Need I point out yet AGAIN that my roads did not have potholes until a certain unnamed world superpower started dropping 1,000 pound bombs on them? So why in Allah's name am I the one getting billed for the damage? Needless to say, I am so outraged that I'm sputtering, and now I have spit all over the inside of my windshield.

You can bet your sweet bippy that I'm keeping track of every last penny that has been stolen from me. And when the time comes, I'll expect Misters Bush and Rumsfeld to sit down with my accountants from Arthur Andersen and work out a repayment plan.

Thursday, October 30, 2003

----------Mike Ramirez, LA Times

Wednesday, October 29, 2003

Remember Bush's speech from the deck of that aircraft carrier? Remember the "Mission Accomplished" banner? Well, now the President is saying it wasn't his idea.

Yeah, right. American leaders seem to have an awful lot of problems mastering the English language. Bush can't seem to define the word "accomplished," and the guy before him didn't know what the definition of the word "is" is.

Tuesday, October 28, 2003

Remember Lt. Smash, who was over here a few months ago looking for me? Some 125,000 of his closest buddies are still doing so. Unsuccessfully, I should add.

Anyway, Lt. Smash--or is it MR. Smash now?--lives near San Diego. He is providing some riveting accounts of the fires plaguing that area. Those fires, incidentally, are fueled by the dreaded Santana Winds.

See, that's the nice thing about living in a desert. There's nothing here that'll burn. Well, aside from the occasional Humvee or Bradley fighting vehicle, I mean.

----------Mike Luckovich, Atlanta Journal Constitution

Sunday, October 26, 2003

Well, the New York Yankees shouldn't feel too bad about losing the World Series. After all, they're not the first superpower to embarass themselves this year.

Saturday, October 25, 2003

Tens of thousands of my beloved supporters are demonstrating in Saddam City, DC--er, I mean WASHINGTON, DC (for a while longer, anyway)--on my behalf. Such open shows of devotion always warm the cockles of my heart!! Or maybe I'm just feeling that pastrami sandwich I had earlier....

And while I may not be entirely sure exactly what a "cockle" is, I am quite certain that mine is bigger than any other man's.

Anyway, I had hoped to get to America and address the crowds, but things didn't quite work out. I did have a ticket on Ghetto Dilta Airlines all the way to JFK in New York, and then I was going to take a cab to LaGuardia and catch the USAir Shuttle to DC. Then on the way back I was going to try and sneak into Yankee stadium for tonight's game.

But all my well-laid plans were for naught when I ran into a slight snag at Saddam International Airport. It seems my titanium alloy penile implant kept setting off the metal detector!

Hopefully my supporters can take comfort in the fact that I am with them in spirit, if not in body.

And my friends call ME paranoid!!!

----------Mike Thompson, Detroit Free Press

The Florida Marlins won last night and are now one game from beating the evil New York Yankees. Consequently, I've been wearing my "ABTFNYY" hat all day.
.....
▸ Set exercise a
Return the entries line for line without changes, starting at the first line of the entries and stopping after the line that contains "[108, 0], [88, 1]]".
.....
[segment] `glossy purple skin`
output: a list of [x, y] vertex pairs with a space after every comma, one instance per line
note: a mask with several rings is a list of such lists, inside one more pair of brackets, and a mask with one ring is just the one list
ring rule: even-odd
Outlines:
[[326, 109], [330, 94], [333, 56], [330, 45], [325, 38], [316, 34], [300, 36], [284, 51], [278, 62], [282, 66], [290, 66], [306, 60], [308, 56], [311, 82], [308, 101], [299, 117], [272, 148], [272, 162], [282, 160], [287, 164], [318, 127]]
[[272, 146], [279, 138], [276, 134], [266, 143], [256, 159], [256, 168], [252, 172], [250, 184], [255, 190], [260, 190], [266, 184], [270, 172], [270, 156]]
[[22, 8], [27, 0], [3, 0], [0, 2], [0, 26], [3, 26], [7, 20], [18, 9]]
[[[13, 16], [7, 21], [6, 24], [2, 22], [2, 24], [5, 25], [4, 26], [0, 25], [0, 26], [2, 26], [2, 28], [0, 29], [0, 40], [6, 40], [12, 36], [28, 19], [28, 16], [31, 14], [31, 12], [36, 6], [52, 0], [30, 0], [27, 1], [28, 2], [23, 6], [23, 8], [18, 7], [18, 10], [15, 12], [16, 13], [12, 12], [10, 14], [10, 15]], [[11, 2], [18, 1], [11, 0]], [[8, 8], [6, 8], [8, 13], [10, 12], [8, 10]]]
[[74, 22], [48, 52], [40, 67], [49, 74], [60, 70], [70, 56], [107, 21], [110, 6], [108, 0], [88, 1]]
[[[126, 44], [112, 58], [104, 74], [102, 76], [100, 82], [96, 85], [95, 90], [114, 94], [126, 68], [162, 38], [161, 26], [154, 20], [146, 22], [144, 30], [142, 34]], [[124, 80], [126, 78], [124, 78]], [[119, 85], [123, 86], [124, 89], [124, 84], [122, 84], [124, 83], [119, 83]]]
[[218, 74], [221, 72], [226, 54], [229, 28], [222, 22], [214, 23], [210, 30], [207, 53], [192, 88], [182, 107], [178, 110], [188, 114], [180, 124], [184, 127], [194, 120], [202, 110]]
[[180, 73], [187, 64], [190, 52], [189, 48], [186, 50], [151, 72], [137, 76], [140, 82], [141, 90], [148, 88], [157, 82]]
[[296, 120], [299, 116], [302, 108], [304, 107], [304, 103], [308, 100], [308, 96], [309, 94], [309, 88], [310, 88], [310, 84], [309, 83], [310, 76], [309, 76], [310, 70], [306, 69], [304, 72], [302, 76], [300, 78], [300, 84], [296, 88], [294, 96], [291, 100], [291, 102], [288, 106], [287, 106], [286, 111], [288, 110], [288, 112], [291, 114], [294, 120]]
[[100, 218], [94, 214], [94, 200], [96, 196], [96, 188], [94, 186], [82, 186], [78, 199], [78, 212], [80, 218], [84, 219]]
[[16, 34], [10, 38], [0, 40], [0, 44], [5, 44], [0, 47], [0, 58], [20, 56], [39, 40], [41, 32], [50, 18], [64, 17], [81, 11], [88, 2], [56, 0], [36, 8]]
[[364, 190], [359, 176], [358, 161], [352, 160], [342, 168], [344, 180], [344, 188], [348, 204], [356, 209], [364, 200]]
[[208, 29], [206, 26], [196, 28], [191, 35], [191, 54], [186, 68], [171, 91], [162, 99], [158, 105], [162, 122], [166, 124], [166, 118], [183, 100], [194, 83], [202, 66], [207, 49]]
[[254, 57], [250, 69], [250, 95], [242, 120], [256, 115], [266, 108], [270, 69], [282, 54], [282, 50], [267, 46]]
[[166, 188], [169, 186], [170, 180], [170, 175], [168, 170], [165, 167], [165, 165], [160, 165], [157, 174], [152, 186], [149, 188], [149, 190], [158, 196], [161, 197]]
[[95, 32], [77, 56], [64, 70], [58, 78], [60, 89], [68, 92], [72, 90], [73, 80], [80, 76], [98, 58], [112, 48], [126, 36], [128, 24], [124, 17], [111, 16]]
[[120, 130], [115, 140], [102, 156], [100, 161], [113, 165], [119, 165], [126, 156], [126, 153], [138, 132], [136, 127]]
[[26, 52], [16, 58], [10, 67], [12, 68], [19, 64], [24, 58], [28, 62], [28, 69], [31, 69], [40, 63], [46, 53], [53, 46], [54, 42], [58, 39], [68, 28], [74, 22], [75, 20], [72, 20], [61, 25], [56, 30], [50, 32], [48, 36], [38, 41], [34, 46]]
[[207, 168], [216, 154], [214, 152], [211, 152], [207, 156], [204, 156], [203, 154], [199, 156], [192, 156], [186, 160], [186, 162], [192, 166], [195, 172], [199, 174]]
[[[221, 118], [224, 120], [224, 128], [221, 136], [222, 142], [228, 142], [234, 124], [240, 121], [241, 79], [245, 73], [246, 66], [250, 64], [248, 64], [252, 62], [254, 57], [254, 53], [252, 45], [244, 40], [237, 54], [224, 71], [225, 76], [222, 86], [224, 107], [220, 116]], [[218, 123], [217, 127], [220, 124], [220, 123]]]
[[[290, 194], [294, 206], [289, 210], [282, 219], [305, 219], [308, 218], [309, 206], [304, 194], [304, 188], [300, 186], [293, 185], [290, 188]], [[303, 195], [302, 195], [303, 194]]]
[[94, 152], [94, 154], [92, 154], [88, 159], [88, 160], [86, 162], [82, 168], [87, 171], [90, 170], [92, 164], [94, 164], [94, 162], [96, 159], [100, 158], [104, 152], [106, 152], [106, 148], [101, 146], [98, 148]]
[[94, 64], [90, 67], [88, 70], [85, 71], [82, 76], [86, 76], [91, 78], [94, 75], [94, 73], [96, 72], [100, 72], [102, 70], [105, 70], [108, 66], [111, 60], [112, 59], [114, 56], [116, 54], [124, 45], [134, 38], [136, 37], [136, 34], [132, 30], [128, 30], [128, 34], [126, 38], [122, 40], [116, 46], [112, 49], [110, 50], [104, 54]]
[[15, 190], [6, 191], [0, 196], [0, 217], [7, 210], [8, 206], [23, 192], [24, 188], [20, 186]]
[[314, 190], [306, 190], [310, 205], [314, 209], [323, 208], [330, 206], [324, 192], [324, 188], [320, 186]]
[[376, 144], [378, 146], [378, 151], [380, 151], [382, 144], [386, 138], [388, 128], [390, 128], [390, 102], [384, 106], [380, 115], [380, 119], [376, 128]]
.....
▸ Set exercise b
Summarize the blog posts in two sentences.

▸ Task response a
[segment] `glossy purple skin`
output: a list of [x, y] vertex pairs with a space after every comma, one instance per line
note: a mask with several rings is a list of such lists, inside one more pair of brackets, and a mask with one ring is just the one list
ring rule: even-odd
Outlines:
[[326, 109], [330, 94], [333, 56], [330, 45], [325, 38], [316, 34], [300, 36], [284, 51], [278, 62], [282, 66], [290, 66], [306, 60], [308, 56], [311, 82], [308, 101], [299, 117], [272, 148], [272, 162], [282, 160], [287, 164], [318, 127]]
[[272, 146], [279, 138], [276, 134], [266, 143], [256, 159], [256, 168], [252, 172], [250, 184], [255, 190], [260, 190], [266, 184], [270, 172], [270, 156]]
[[22, 8], [27, 0], [3, 0], [0, 2], [0, 26], [3, 26], [7, 20], [18, 9]]
[[[13, 16], [7, 21], [6, 24], [2, 22], [2, 24], [5, 25], [4, 26], [0, 25], [0, 26], [2, 26], [2, 28], [0, 29], [0, 40], [6, 40], [12, 36], [28, 19], [28, 16], [31, 14], [31, 12], [36, 6], [52, 0], [30, 0], [27, 1], [28, 2], [23, 6], [23, 8], [18, 7], [18, 10], [15, 12], [16, 13], [12, 12], [10, 14], [10, 15]], [[11, 2], [18, 1], [11, 0]], [[8, 8], [6, 8], [8, 13], [10, 12], [8, 10]]]
[[74, 22], [48, 52], [40, 67], [49, 74], [60, 70], [70, 56], [107, 21], [110, 6], [108, 0], [88, 1]]

▸ Task response b
In posts dated late October 2003, the writer objects to being billed for road damage caused by bombing, mocks Bush for saying the "Mission Accomplished" banner wasn't his idea, and points to Lt. Smash's accounts of the fires near San Diego. The writer also jokes about the Yankees losing the World Series and describes supporters demonstrating in Washington, DC, where a planned trip to address them fell through when a metal detector kept going off at the airport.